WORK ITEM: Transcribe the entries in full, keeping each word as it is.

━━━ RECORDS FOR THIS TASK

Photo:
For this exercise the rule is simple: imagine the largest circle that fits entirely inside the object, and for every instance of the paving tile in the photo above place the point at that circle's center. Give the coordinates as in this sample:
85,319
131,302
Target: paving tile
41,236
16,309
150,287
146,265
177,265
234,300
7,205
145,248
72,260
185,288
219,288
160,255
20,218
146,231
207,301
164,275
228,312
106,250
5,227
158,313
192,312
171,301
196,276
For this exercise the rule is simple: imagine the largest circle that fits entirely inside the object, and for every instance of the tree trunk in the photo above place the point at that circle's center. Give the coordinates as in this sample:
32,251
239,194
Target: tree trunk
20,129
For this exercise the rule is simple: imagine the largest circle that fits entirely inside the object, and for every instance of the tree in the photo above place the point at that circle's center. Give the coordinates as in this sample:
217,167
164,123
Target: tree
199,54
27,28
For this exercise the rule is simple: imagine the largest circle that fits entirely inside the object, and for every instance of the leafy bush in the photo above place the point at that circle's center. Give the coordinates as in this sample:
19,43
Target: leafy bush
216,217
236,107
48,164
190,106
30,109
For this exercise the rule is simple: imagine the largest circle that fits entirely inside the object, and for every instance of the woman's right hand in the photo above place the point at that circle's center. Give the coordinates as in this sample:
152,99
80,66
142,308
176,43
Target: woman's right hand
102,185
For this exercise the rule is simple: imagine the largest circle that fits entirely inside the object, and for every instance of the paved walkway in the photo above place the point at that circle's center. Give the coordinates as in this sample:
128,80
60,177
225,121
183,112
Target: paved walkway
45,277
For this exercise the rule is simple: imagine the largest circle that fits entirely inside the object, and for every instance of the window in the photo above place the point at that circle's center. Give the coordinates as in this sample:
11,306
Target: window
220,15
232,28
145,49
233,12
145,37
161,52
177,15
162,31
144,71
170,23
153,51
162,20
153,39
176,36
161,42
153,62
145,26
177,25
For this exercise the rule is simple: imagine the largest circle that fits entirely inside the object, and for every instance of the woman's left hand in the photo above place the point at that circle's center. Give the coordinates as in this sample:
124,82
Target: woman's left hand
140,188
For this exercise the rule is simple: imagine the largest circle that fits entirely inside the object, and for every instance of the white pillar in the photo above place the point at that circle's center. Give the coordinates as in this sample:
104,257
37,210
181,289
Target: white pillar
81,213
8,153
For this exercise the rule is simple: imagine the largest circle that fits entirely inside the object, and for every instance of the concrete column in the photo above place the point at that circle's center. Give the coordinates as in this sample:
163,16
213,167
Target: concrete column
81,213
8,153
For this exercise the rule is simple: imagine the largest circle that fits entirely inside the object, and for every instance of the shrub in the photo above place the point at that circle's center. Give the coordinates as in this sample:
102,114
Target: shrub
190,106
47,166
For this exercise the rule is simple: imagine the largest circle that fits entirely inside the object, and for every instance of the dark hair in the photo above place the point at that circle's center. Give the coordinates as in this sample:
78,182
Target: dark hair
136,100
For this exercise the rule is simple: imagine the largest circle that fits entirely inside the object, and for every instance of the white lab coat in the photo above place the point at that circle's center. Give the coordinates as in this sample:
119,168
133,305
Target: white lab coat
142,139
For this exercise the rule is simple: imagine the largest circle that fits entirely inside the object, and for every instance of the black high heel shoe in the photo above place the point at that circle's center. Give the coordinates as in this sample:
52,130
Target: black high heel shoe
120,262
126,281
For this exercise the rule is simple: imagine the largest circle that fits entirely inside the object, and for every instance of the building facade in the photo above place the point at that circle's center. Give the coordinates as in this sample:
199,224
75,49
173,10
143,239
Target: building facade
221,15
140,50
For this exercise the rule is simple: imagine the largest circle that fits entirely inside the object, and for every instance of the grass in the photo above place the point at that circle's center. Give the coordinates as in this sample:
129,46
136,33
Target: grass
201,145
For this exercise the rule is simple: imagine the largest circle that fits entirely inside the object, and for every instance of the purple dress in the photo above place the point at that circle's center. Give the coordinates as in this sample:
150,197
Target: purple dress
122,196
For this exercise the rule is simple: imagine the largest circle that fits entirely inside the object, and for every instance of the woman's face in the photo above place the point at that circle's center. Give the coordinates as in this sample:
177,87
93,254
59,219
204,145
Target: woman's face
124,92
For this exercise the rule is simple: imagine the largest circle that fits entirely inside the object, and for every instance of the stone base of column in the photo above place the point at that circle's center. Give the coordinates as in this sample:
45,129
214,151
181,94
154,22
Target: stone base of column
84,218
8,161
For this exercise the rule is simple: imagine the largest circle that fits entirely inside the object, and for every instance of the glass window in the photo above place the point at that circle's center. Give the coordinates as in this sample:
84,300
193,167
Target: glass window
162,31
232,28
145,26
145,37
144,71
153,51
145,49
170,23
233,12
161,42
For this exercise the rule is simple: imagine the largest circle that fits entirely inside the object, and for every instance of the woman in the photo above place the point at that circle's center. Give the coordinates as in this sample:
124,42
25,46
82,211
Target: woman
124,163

━━━━━━

OUTPUT BELOW:
Photo:
For this exercise the rule is simple: imagine the largest circle that fits entirely inside the object, and for every instance of the paving tile in the photo above place the point at that circle's center. Give the coordinates as in this sample:
85,319
131,302
Target: paving tile
41,236
16,309
150,287
146,265
177,265
234,300
7,205
145,248
72,260
185,288
219,288
160,255
20,218
146,231
207,301
164,275
228,312
106,250
5,227
158,313
192,312
171,301
196,276
For this exercise the rule is simple: imagine the largest circle that fits entirely inside the object, and for every instance of the tree trunk in the photo above place the point at that circle's center. Give the coordinates as in this sample:
32,251
239,194
Target: tree trunk
20,129
For this exercise the rule is simple: imagine the largest circle that fits entirely inside the object, and for every instance of the tree in the photo above place the point at that circle's center. Give the coordinates as in this sample:
217,167
164,123
Target: tree
199,54
27,28
For this exercise the rule is simple: imagine the largest circle that fits entirely inside the object, and for every instance of the leafy bush in the photo above place the point at that circle's center. Give the coordinates as in this sample:
19,43
Target: leafy bush
216,217
236,107
48,164
190,106
30,109
For this exercise the rule is simple: imagine the largest circle that fits entirely inside the object, and for every instance of the woman's right hand in the photo above place the point at that circle's center. Give the coordinates as in this sample:
152,99
80,66
142,308
176,43
Target: woman's right hand
102,185
For this exercise the rule is simple: imagine the largest circle that fits entirely inside the object, and for every instance of the paved walkway in the photo above place the point at that circle's center. Give the coordinates as in this sample:
128,80
60,177
225,121
183,112
Target: paved walkway
45,277
For this exercise the rule is simple: imagine the largest circle that fits entirely inside the object, and for every instance of the window in the photo above place the point at that circle's center. Give the coordinates as in this sample:
11,306
Target: window
220,15
232,28
145,49
233,12
145,37
161,52
177,15
162,31
144,71
170,23
153,51
162,20
153,39
176,36
161,42
153,62
145,26
177,25
For this exercise the rule is simple: imagine the largest circle that fits entirely inside the object, and for every instance of the woman's left hand in the photo above place the point at that circle's center. Give the coordinates as in this sample:
124,82
Target: woman's left hand
140,188
For this exercise the rule is simple: imagine the largest circle that fits entirely inside the object, and for every instance of the white pillar in the photo above place the point at that circle's center. Give the coordinates as in this sample:
104,257
37,210
181,289
Target: white pillar
81,213
8,153
For this exercise the rule is simple: imagine the largest circle that fits entirely inside the object, and for every instance of the concrete column in the photo above place the point at that circle's center. Give the coordinates as in this sample:
163,16
213,167
Target: concrete column
81,213
8,153
For this exercise the rule is simple: imagine the largest circle that fits entirely inside the object, and for every instance of the shrub in the photo above place the point at that circle's center. Give the coordinates as in this sample:
102,114
Target: shrub
190,106
47,166
For this exercise the rule is simple: imagine the largest circle that fits entirely inside the object, and for every instance of the dark hair in the photo above place the point at that circle's center. Give the coordinates as in this sample:
78,182
Target: dark hair
136,100
For this exercise the rule is simple: imagine the largest circle that fits entirely inside the object, and for every instance of the white lab coat in the photo above place the point at that circle's center. Give the coordinates as in this sample:
119,168
133,305
Target: white lab coat
142,139
For this exercise the rule is simple: imagine the largest circle that fits entirely inside the object, and for every instance of the black high heel shoe in the photo above place the point at that circle's center. Give the coordinates as in this sample:
52,130
Target: black high heel shoe
120,262
126,281
For this exercise the rule is simple: imagine the largest circle that fits entirely inside the object, and for every instance of the building facade in the photo above place the point at that circle's center. Give the coordinates as in this sample:
199,224
75,49
173,10
143,239
Target: building facade
221,15
140,50
For this exercise the rule is simple: imagine the largest circle that fits entirely inside the object, and for every instance of the grass in the photo above place the point at that circle's center. Give the coordinates as in this sample:
129,46
136,33
Target: grass
201,145
For this exercise the rule is simple: imagine the largest circle that fits entirely inside the object, and for every instance of the purple dress in the photo above place the point at that circle's center. Give the coordinates as in this sample:
150,197
Target: purple dress
122,196
For this exercise the rule is simple: imagine the largest circle that fits entirely inside the object, and for every instance of the woman's face in the photo above place the point at that circle's center. Give the coordinates as in this sample:
177,87
93,254
59,219
204,145
Target: woman's face
124,92
For this exercise the rule is simple: imagine the largest circle that fits entirely inside the object, and for every instance of the stone base of column in the photo above place the point at that circle's center. Give the coordinates as in this sample:
45,129
214,151
181,94
154,22
Target: stone base of column
84,218
8,161
For this exercise the rule is simple: imagine the largest circle that fits entirely inside the object, and for every instance of the glass window in the photo above place the point at that circle's center. Give the coordinates as in this sample:
84,300
193,167
Target: glass window
162,31
232,28
145,26
145,37
144,71
153,51
145,49
170,23
233,12
161,42
For this exercise the rule is simple: imagine the largest circle that fits entirely inside the object, and for every instance of the woman in the photo above place the point at that circle's center. Give the coordinates as in this sample:
124,42
25,46
82,211
Target: woman
124,163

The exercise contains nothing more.